[Text passage — start]

The main goal of ReMiCRO is to fill the knowledge gap on fate and behavior of MPs in water matrices containing CECs, and to develop effective treatment solution. ReMiCRO research hypotheses are:

1. the sorption capacity for different pollutants is highly dependent on MPs type, age, size, surface properties;
2. chemical risks are associated with both MP constituents and MP susceptibility to adsorb pollutants; 
3. a predictive model can be obtained by combined quantum chemical and quantitative structure activity/property relationship approach. encompassing underlying principles governing MPs/pollutant interactions;
4. ferrate(VI) is advantageous for MP/CEC treatment due to the oxidizing power and coagulation effect.

The methodological approach includes experimental and computational activities aimed to test hypotheses and to reach the main goal and objectives (O1-O4):

O1 - to establish the influence of MPs type, age, size and surface properties on sorption capacity for water co-pollutants, leaching of MPs constituents and toxic effects;

O2 - to develop a tool for prediction of fate and behavior of MPs in different water matrices. The results from O1 will be used as input data in computational activities;

O3 - simultaneous removal of MPs and co-pollutants in water. The experimental and computational results (O1, O2) will be used for setting DoE boundary conditions for removal of MP alone and with sorbed co-pollutants;

O4 - to maximize the impact of ReMiCRO project management; the planned dissemination activities include: 12 peer-reviewed papers; 11 scientific conferences; web-site and public presentations targeting: scientists, water sector professionals, decision makers, students and general public.

The expected measurable results of ReMiCRO include:

1. Established fate and behavior of MPs in aqueous media regarding sorption capacity for co-pollutants and leaching of MP constituents (O1); Established toxicity of MPs alone and with co-pollutants (O1);
2. Established pattern in MPs fate and behavior correlating their structural features and sorption, leaching and toxic effects via computational approach (O2);
3. Developed effective methods for removal of MPs and co-pollutants (O3); Established degradation pathways of MPs and co-pollutants during oxidative treatments by ferrate(VI) and Fenton type processes (O3).

[Text passage — finish]
[Data supplied — start]

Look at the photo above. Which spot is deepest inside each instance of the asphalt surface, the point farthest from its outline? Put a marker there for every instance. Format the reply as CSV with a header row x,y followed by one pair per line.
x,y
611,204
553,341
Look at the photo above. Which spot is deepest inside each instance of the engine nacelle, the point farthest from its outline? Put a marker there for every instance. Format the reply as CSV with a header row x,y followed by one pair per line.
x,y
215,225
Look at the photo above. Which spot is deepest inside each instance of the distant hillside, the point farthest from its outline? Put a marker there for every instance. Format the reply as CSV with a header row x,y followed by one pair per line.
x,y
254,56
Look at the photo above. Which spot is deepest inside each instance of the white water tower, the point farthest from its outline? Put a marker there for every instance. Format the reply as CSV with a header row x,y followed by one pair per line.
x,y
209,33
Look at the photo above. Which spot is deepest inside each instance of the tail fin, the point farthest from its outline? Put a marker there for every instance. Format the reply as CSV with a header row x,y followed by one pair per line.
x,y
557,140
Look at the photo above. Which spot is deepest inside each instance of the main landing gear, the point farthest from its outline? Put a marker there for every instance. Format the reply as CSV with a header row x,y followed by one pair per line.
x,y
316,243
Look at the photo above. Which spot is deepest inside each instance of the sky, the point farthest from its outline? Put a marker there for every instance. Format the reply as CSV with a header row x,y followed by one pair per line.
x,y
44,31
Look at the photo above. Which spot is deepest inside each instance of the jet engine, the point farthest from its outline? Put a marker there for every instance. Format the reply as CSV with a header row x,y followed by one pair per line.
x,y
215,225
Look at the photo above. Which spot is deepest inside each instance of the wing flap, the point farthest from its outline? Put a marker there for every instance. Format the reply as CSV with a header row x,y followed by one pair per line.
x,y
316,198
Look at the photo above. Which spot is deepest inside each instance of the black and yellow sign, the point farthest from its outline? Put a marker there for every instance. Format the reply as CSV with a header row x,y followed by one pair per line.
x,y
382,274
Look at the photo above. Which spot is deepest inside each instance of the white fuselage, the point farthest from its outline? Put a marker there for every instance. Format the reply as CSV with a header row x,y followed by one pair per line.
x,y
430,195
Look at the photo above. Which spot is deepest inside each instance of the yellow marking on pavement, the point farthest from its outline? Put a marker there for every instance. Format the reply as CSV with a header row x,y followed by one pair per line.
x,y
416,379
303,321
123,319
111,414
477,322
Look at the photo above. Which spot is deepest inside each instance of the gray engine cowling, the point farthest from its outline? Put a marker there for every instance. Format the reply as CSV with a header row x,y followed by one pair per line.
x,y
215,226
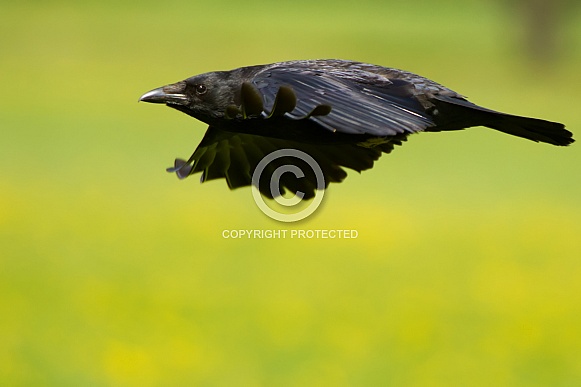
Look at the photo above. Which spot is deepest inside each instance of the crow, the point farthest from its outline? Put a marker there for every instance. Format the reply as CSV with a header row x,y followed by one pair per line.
x,y
344,114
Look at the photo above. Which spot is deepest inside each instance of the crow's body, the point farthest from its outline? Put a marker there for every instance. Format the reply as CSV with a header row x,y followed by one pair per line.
x,y
342,113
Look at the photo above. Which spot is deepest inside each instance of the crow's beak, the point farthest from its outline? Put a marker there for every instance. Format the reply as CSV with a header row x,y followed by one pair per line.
x,y
170,94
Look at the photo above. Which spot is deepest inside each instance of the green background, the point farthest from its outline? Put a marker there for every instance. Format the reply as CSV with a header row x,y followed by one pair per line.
x,y
466,270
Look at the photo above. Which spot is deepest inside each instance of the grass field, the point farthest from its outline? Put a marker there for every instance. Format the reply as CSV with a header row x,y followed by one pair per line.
x,y
466,270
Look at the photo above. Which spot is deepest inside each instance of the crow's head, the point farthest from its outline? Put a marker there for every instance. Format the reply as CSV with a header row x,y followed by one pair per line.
x,y
204,96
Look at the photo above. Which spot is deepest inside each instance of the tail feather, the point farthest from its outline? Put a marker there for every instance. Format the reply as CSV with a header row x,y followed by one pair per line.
x,y
532,129
469,114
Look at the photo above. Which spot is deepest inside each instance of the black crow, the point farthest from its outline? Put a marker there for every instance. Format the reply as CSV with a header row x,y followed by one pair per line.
x,y
342,113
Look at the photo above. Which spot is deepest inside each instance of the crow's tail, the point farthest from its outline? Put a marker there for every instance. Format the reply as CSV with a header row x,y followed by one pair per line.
x,y
531,128
468,114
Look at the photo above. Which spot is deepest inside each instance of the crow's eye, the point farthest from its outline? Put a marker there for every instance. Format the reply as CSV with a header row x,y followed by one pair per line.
x,y
201,89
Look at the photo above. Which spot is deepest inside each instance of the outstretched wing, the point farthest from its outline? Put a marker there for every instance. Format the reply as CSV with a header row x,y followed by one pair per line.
x,y
234,157
359,104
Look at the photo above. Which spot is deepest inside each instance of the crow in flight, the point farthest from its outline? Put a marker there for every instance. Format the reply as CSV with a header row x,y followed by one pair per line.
x,y
341,113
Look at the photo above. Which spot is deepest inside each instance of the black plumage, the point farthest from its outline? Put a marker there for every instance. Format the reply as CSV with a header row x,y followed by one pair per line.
x,y
341,113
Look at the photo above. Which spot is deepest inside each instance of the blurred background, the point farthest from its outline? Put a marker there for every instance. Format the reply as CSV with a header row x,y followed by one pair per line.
x,y
466,270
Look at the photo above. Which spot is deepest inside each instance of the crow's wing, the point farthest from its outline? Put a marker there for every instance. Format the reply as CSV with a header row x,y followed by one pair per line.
x,y
370,105
234,156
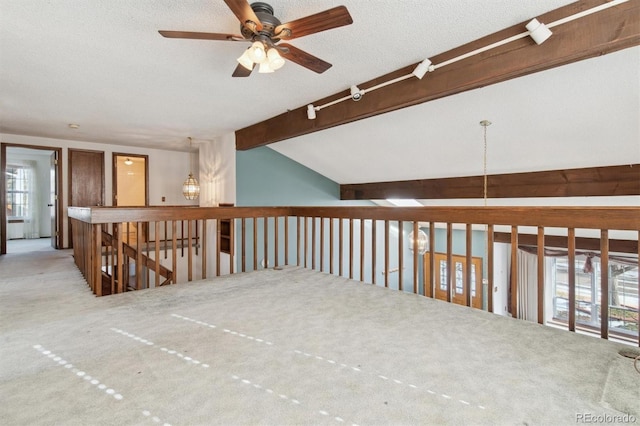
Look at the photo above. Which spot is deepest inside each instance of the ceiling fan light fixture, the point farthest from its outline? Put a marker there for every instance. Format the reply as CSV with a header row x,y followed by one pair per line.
x,y
311,112
245,60
356,94
257,52
422,68
265,67
538,31
275,60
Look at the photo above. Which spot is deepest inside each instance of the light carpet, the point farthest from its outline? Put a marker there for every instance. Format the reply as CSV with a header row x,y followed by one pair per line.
x,y
286,347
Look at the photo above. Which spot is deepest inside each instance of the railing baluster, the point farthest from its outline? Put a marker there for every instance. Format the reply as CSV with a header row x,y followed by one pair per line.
x,y
243,246
331,245
386,253
362,249
174,250
232,244
321,244
490,267
306,240
157,253
97,256
571,244
286,240
298,262
514,272
604,283
313,243
275,241
265,226
450,271
204,249
190,250
415,257
119,258
350,249
469,266
373,251
340,245
255,243
400,256
541,260
147,271
138,256
165,239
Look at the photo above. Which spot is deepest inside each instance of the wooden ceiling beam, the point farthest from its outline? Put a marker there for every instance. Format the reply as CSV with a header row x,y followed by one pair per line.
x,y
597,34
584,182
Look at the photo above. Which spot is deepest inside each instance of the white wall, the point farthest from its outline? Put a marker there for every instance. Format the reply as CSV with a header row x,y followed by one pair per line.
x,y
167,169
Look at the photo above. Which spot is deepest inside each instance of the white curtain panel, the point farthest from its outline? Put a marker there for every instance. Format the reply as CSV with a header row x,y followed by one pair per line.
x,y
527,286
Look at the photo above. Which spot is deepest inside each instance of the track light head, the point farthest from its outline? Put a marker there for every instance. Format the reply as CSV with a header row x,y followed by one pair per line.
x,y
356,94
311,112
422,68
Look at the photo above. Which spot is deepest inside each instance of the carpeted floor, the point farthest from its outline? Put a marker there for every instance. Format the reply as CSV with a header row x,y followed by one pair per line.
x,y
286,347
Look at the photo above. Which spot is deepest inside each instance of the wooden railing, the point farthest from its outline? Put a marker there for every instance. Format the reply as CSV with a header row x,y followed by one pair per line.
x,y
364,243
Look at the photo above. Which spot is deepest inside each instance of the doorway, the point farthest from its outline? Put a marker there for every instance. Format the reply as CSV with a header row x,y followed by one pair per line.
x,y
131,189
458,288
86,180
31,196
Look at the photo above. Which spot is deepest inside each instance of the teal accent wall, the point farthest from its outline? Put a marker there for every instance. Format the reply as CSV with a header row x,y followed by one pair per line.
x,y
265,177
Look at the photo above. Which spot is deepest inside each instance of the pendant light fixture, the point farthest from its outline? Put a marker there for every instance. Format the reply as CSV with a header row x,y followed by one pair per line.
x,y
422,242
190,187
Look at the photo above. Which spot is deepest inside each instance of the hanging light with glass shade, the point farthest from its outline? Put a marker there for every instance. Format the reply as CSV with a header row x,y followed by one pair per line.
x,y
191,187
422,242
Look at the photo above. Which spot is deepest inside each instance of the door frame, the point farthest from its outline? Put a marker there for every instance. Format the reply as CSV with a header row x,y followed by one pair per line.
x,y
3,192
457,298
114,176
114,186
70,183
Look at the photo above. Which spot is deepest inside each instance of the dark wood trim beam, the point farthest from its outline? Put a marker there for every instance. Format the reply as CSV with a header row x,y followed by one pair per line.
x,y
584,182
557,241
600,33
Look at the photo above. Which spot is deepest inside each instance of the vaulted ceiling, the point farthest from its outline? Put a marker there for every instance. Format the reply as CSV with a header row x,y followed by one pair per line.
x,y
104,66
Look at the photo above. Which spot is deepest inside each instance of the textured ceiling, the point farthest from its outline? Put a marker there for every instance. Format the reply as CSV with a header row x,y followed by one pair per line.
x,y
104,66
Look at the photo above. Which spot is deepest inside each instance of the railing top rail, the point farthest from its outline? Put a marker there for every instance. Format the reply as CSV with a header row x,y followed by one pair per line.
x,y
618,218
97,215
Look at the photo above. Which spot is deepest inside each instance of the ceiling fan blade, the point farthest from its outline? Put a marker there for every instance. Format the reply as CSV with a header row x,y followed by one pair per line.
x,y
303,58
332,18
243,12
201,36
241,71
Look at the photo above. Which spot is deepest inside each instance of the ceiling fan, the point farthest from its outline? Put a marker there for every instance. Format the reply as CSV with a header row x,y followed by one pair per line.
x,y
259,26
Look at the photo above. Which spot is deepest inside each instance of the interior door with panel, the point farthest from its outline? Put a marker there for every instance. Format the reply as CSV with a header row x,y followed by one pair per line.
x,y
86,180
457,288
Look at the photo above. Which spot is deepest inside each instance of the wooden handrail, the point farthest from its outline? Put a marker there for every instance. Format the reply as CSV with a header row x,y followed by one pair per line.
x,y
374,226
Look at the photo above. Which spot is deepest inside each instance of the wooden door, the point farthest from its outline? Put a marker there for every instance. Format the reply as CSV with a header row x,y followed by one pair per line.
x,y
86,180
457,287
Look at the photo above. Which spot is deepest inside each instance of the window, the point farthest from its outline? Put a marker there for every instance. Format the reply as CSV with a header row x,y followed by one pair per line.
x,y
623,295
18,180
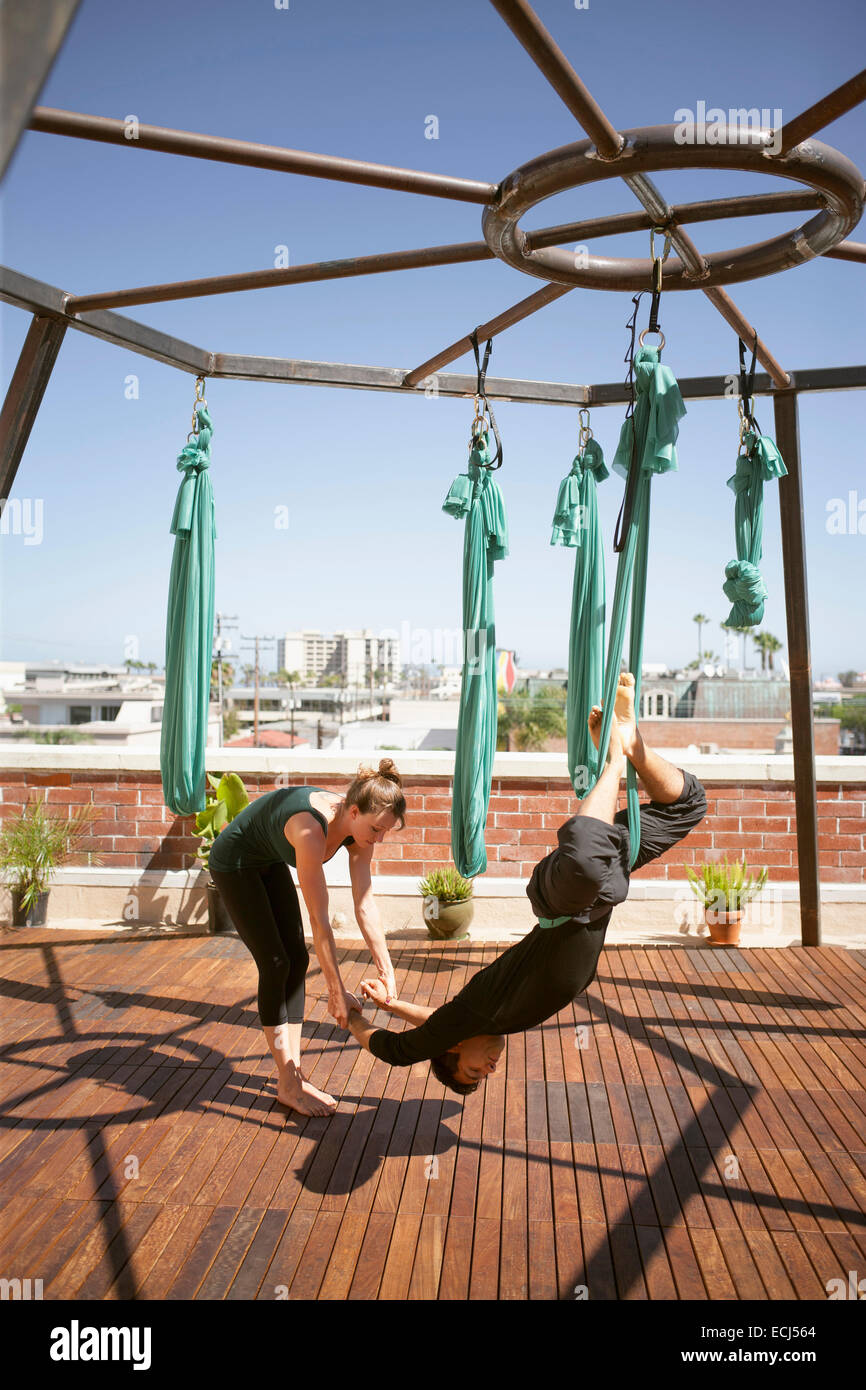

[Data supplied — finish]

Required action:
Answer these questions about the ReMiCRO project text:
(a) How many peer-reviewed papers are planned as dissemination activities?
(b) According to the fourth hypothesis, what two properties make ferrate(VI) advantageous for MP/CEC treatment?
(c) Besides ferrate(VI), what type of process is named for the oxidative treatments whose degradation pathways will be established?

Your solution:
(a) 12
(b) Its oxidizing power and its coagulation effect
(c) Fenton type processes